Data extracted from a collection

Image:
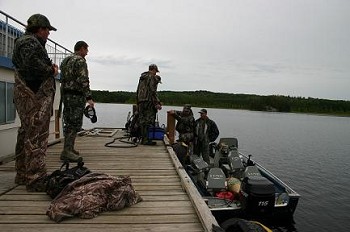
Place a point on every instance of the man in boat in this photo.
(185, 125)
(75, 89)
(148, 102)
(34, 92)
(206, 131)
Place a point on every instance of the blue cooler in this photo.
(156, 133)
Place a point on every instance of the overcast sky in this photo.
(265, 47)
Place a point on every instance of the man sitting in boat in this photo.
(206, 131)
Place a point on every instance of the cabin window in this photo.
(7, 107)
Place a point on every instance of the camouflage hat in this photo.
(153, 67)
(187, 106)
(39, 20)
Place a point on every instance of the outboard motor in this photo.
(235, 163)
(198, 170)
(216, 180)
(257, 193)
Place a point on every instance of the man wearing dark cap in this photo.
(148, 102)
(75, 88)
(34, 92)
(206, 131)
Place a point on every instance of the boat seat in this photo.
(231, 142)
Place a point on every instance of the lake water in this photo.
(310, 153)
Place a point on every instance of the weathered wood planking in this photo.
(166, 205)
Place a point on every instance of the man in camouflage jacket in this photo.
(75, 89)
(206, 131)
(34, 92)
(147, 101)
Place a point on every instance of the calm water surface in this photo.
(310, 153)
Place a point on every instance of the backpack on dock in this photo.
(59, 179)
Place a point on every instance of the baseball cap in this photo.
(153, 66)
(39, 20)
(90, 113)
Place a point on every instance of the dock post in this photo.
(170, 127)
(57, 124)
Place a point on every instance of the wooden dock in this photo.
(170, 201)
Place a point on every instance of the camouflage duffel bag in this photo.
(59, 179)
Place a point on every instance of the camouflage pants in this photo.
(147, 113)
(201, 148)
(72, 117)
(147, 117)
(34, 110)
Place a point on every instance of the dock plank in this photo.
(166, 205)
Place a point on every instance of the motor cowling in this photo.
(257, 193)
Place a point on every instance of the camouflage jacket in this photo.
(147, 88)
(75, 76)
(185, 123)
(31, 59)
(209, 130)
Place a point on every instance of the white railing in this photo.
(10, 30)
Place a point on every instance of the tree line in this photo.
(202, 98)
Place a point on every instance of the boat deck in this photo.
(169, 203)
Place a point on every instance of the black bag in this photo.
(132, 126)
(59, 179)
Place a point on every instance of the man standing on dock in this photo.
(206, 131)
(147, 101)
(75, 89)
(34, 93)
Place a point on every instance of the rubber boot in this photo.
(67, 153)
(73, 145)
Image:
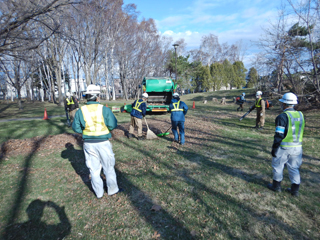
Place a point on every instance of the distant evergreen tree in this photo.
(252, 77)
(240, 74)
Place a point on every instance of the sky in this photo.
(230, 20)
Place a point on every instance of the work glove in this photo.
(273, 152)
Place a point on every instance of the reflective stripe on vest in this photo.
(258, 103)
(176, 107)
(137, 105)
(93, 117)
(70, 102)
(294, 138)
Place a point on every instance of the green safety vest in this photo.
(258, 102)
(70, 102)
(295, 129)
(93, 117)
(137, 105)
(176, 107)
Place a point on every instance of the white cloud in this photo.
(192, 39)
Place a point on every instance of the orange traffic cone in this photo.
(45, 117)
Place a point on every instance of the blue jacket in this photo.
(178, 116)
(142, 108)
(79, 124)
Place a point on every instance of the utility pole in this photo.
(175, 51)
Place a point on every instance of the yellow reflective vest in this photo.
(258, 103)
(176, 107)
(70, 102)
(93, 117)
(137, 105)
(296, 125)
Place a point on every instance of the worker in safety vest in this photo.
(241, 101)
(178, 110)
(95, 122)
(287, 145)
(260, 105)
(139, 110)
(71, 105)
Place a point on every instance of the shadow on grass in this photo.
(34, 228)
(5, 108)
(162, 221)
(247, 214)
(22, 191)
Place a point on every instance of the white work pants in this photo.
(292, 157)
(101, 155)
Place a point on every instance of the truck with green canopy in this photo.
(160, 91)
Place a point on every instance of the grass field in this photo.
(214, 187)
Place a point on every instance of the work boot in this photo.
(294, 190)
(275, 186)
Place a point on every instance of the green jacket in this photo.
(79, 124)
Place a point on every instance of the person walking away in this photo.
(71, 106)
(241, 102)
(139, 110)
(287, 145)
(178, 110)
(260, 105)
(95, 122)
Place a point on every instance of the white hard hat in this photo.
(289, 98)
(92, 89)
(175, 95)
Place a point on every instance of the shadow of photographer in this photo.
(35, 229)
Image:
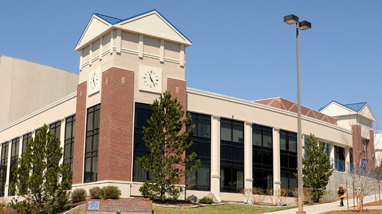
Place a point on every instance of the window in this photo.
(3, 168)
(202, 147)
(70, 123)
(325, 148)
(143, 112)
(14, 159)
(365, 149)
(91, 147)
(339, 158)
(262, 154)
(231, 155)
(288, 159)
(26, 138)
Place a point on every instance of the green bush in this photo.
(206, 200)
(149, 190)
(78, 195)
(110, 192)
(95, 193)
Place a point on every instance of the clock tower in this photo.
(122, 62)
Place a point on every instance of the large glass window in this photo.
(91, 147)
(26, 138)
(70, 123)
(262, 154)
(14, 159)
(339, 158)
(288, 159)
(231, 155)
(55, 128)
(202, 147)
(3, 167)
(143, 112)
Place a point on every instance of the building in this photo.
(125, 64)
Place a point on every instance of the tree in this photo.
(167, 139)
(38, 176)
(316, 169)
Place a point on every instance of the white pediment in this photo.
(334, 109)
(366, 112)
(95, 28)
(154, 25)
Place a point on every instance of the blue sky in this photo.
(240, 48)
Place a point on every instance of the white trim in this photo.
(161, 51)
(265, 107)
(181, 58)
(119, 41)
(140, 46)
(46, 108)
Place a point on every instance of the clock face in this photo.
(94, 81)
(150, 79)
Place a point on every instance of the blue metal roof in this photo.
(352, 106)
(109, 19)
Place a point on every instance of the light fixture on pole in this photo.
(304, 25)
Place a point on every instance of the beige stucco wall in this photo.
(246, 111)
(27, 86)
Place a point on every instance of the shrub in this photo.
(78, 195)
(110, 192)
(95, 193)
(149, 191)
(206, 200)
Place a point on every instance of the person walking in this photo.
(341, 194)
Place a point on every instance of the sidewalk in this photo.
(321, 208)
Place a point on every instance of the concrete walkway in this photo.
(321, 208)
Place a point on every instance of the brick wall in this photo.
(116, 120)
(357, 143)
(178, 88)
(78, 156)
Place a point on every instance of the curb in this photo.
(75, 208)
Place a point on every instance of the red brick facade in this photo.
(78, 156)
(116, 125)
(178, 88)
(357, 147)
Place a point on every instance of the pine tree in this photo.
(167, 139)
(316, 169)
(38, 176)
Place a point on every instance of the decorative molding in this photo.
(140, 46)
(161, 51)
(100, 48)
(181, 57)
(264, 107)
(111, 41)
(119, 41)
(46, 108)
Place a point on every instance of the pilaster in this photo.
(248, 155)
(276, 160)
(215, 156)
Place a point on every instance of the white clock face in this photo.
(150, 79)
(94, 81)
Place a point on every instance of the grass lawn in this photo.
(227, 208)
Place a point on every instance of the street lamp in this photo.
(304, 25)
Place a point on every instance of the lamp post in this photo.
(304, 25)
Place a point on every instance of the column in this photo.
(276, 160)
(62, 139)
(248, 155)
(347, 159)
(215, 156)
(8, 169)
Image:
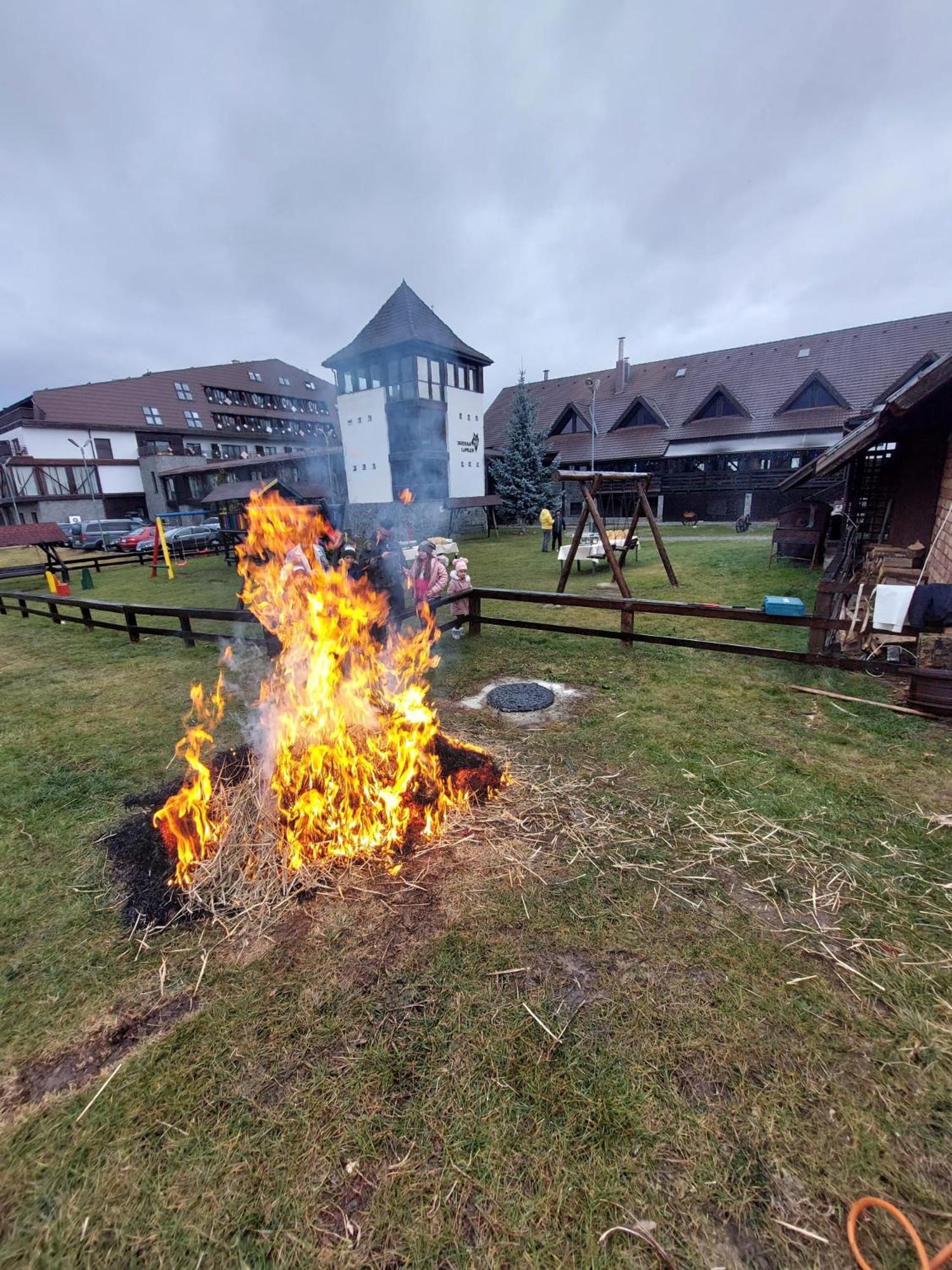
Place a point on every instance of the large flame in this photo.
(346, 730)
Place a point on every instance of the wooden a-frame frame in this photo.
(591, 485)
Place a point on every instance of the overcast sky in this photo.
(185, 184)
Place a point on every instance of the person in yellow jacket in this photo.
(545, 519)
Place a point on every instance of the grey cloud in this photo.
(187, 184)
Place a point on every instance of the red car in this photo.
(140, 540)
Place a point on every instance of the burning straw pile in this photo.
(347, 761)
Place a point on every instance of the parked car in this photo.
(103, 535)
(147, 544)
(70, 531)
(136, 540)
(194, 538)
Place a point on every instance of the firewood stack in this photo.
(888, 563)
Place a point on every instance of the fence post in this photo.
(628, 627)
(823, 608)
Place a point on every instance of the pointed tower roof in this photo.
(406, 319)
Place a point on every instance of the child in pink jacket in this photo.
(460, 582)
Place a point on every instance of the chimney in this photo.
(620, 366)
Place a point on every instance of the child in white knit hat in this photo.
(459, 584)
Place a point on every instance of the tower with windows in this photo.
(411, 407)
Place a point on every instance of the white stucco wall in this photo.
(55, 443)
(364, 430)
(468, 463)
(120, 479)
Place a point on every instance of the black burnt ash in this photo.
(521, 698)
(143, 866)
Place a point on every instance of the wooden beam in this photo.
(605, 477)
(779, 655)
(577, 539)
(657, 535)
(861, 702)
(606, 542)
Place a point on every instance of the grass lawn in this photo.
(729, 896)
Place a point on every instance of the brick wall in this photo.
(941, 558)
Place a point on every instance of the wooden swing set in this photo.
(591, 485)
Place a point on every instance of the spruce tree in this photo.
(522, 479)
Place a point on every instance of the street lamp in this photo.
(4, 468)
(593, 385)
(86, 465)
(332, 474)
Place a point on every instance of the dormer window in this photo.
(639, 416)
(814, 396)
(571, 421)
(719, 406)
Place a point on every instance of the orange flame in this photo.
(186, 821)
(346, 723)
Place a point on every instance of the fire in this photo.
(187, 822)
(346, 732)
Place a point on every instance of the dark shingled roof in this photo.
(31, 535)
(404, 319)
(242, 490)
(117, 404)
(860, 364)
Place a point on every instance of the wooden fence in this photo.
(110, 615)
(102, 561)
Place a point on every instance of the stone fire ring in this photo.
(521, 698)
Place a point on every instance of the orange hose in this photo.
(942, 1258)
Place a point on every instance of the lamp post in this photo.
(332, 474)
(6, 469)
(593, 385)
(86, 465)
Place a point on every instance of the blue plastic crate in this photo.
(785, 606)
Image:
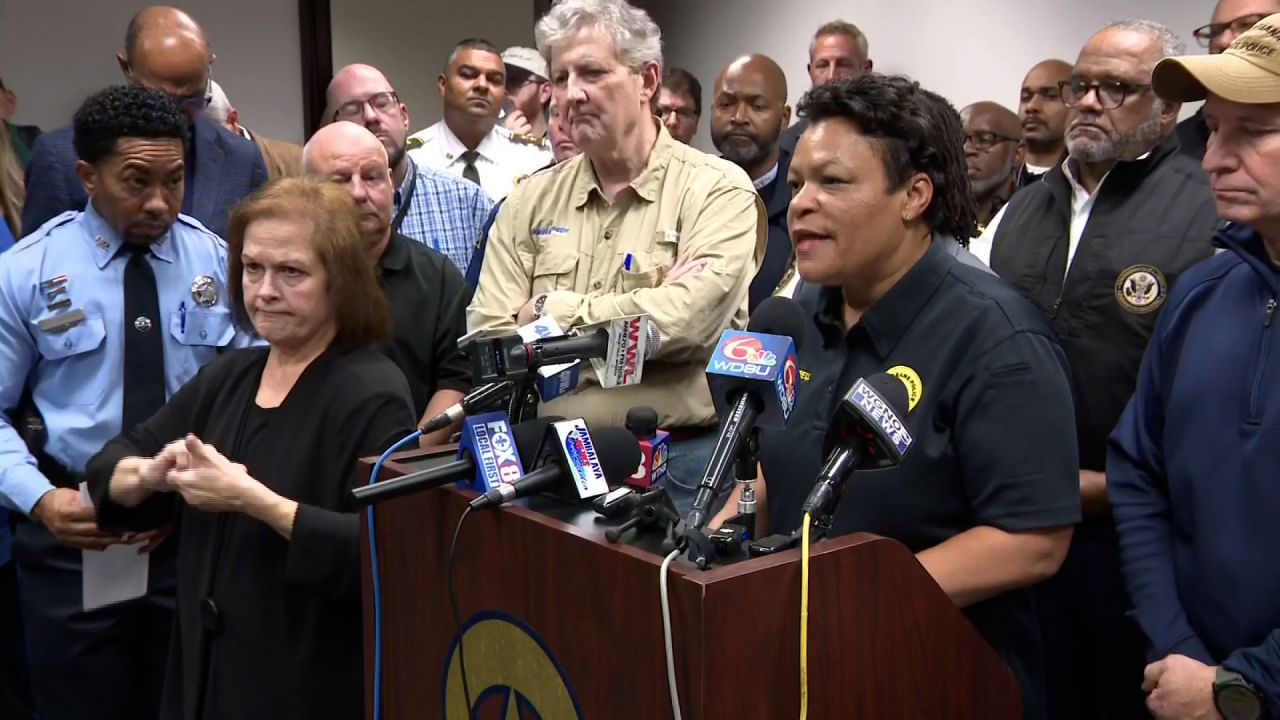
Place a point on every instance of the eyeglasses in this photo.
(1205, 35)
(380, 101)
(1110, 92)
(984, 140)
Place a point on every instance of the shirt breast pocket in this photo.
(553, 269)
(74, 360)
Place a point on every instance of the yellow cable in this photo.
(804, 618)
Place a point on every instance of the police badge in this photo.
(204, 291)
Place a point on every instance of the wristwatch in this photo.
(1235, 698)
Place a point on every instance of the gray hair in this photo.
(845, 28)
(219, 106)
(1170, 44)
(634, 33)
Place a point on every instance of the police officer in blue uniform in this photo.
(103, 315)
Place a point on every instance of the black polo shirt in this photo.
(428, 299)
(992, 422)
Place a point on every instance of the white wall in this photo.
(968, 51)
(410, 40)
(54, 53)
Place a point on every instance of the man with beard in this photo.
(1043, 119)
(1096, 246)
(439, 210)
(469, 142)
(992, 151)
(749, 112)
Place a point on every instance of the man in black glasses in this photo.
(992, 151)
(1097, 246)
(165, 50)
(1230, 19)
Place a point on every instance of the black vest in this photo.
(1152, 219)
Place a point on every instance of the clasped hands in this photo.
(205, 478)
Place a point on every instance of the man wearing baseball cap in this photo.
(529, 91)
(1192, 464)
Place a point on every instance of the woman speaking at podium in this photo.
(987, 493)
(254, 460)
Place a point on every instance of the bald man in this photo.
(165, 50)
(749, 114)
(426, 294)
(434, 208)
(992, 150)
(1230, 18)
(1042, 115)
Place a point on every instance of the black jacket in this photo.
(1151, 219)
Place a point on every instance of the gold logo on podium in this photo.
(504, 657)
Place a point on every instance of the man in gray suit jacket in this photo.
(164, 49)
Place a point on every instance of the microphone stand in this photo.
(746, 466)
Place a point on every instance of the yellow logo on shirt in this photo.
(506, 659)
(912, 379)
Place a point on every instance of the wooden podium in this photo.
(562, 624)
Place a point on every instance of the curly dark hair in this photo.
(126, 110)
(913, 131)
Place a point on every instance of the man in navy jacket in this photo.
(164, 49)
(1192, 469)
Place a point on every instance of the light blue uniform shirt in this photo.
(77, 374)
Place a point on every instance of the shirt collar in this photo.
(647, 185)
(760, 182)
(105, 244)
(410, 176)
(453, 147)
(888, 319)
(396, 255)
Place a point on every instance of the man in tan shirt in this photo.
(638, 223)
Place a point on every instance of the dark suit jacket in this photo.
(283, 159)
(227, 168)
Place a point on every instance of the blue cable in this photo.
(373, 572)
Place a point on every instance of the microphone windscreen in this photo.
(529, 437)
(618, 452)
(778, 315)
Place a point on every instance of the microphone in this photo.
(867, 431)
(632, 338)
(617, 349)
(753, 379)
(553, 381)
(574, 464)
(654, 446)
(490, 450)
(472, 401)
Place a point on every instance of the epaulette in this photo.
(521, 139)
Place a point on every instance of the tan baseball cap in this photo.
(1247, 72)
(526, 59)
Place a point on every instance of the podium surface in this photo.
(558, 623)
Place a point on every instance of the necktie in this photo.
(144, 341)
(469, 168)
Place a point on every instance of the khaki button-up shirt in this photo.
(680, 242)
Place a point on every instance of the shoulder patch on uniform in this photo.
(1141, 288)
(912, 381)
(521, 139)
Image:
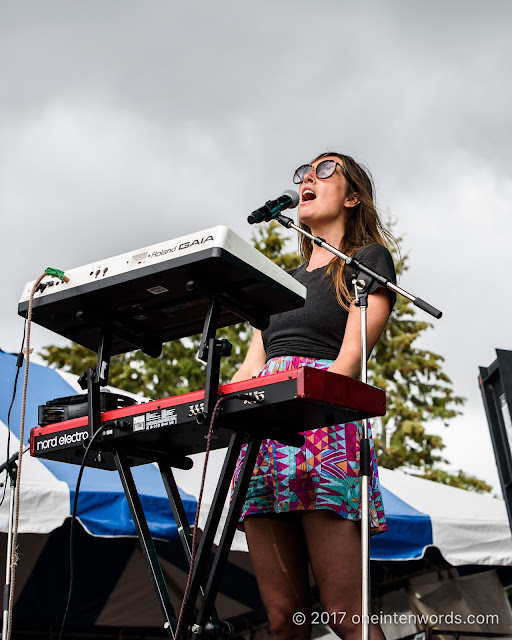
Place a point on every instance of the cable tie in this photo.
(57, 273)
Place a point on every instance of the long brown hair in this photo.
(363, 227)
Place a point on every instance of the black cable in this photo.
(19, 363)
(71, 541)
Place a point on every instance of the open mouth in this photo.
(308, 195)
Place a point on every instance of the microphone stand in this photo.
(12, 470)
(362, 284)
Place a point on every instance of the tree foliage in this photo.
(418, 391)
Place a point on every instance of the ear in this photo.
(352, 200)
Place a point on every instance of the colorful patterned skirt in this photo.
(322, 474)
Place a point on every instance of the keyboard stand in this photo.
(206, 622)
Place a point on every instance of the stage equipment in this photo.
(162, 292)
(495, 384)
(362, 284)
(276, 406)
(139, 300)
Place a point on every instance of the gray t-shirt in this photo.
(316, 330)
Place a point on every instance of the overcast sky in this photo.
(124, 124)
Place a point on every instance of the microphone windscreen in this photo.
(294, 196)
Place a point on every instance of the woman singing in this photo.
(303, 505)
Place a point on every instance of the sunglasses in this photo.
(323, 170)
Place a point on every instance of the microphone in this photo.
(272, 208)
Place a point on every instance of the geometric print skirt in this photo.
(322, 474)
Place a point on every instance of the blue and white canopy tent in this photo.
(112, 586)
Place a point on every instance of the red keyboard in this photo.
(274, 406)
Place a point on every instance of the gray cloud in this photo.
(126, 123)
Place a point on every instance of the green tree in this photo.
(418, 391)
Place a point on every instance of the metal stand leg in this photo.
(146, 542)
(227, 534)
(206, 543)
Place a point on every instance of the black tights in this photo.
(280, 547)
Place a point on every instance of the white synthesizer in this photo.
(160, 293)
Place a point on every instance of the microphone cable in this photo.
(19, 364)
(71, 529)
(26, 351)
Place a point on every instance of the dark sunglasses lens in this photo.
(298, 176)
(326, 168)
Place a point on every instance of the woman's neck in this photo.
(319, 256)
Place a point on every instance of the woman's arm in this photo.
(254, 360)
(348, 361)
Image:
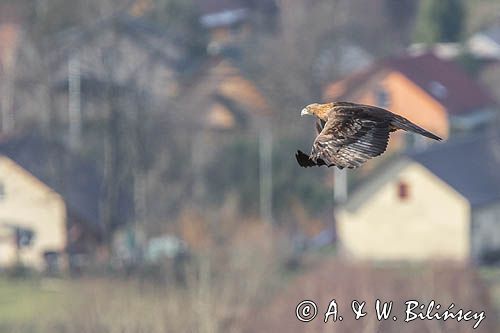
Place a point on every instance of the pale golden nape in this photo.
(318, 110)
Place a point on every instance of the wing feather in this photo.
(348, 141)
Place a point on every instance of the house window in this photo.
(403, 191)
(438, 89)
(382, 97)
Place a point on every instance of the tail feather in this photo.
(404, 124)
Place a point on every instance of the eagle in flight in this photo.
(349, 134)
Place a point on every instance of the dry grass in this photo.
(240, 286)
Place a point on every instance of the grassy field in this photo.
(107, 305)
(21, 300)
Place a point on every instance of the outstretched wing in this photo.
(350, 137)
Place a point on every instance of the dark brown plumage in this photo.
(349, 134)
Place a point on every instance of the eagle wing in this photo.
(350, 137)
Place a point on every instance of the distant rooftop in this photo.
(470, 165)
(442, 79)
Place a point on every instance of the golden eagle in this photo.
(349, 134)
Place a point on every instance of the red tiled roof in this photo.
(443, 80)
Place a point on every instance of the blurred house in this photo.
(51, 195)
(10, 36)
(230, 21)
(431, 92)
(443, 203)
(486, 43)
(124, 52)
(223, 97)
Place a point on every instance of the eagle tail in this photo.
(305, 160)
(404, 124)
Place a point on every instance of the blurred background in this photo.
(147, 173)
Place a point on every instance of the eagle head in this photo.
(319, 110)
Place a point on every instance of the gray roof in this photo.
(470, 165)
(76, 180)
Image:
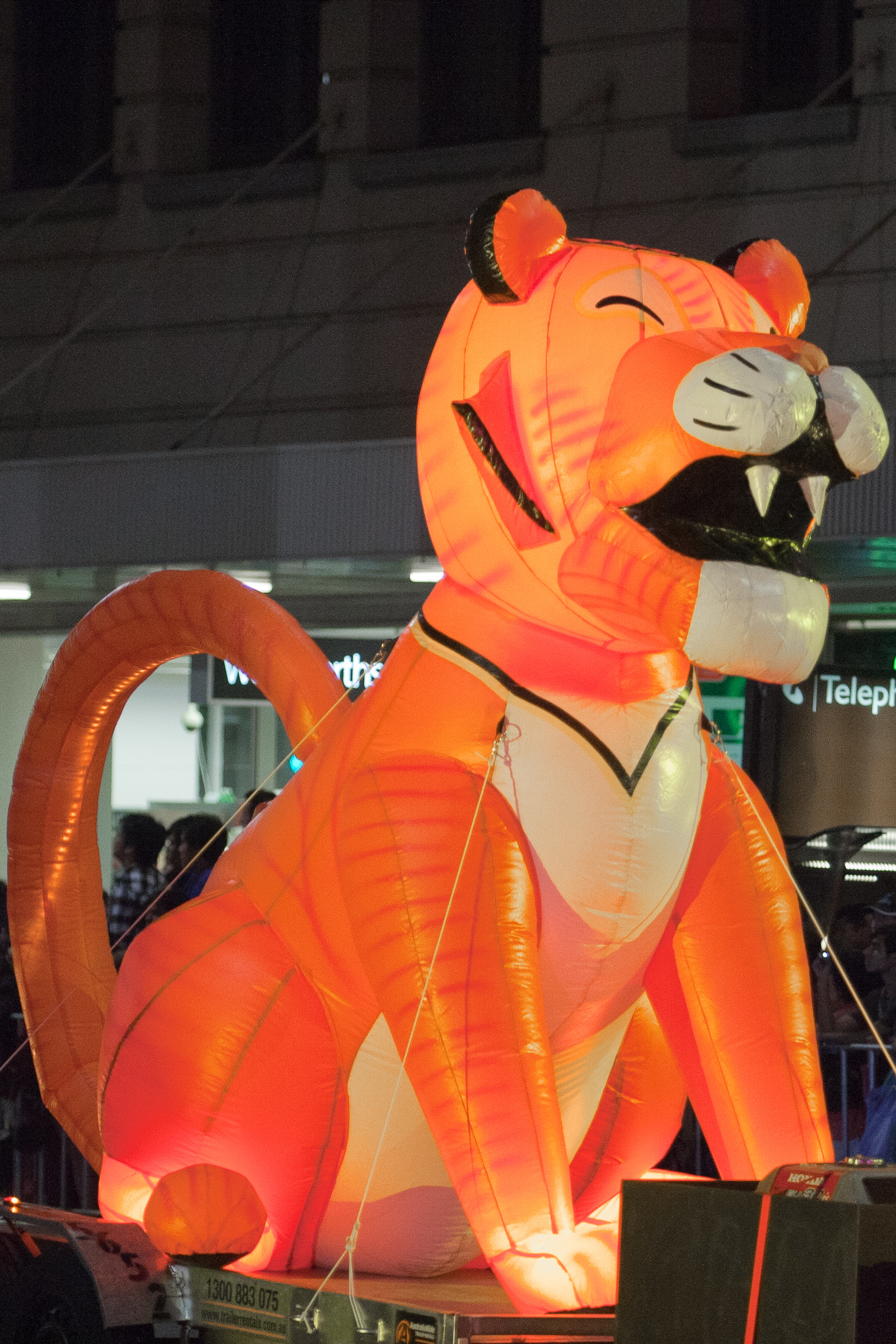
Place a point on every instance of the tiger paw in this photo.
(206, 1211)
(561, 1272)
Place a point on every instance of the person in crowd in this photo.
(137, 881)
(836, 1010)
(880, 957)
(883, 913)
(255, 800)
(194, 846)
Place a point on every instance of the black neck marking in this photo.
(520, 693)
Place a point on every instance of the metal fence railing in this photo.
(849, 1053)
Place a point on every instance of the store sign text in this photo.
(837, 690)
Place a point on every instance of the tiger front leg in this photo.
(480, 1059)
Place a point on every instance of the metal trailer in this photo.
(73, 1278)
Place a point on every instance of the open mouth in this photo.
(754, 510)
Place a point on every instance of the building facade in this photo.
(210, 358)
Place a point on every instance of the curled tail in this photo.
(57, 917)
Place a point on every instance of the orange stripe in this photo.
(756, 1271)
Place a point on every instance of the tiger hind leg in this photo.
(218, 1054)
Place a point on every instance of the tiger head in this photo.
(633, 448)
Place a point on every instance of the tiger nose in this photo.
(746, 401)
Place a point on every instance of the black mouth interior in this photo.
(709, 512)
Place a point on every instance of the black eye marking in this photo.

#### Problem description
Omit the pictures and print again exactly the lines from the one with "Place a point on every instance of the eagle tail" through the final line of the entries, both ends included.

#### Complete answer
Place a point on every instance of the eagle tail in this photo.
(305, 160)
(404, 124)
Place a point on every instance of the blurred background in this photo.
(147, 173)
Place a point on every instance of the eagle head in this photo.
(319, 110)
Place a point on every instance of the gray roof in this photo.
(470, 165)
(76, 180)
Image:
Place a point on every instance of the tiger paw in this photo.
(206, 1211)
(561, 1272)
Place a point on every instance of the person in crowd in this photo.
(137, 881)
(836, 1010)
(880, 957)
(883, 913)
(255, 800)
(194, 846)
Place a point on every instance of the black neck marking in this photo.
(520, 693)
Place a point on every instance of the metal fence railing in this photo.
(849, 1053)
Place a point on every instance of the store sign text in this photo.
(837, 690)
Place a point on every instance of the tiger front leg in this photo.
(480, 1059)
Place a point on every instance of the metal trailer in this photo.
(73, 1278)
Place a point on every instance of the open mouth in this photo.
(754, 510)
Place a point on every instance of the building facade in this photo.
(210, 358)
Place a point on every instance of the curled tail in this photo.
(57, 917)
Place a point on every instance of the orange stripe in this photo.
(756, 1271)
Place a point on every instance of the tiger hind leg in this photo.
(218, 1054)
Place a point on every instance of the tiger head in this photo.
(633, 448)
Place a point on every instance of the tiger nose in this photo.
(746, 401)
Place a point on every instance of the black mouth interior in this photo.
(709, 512)
Place a point on every instance of the black eye marking in this photo.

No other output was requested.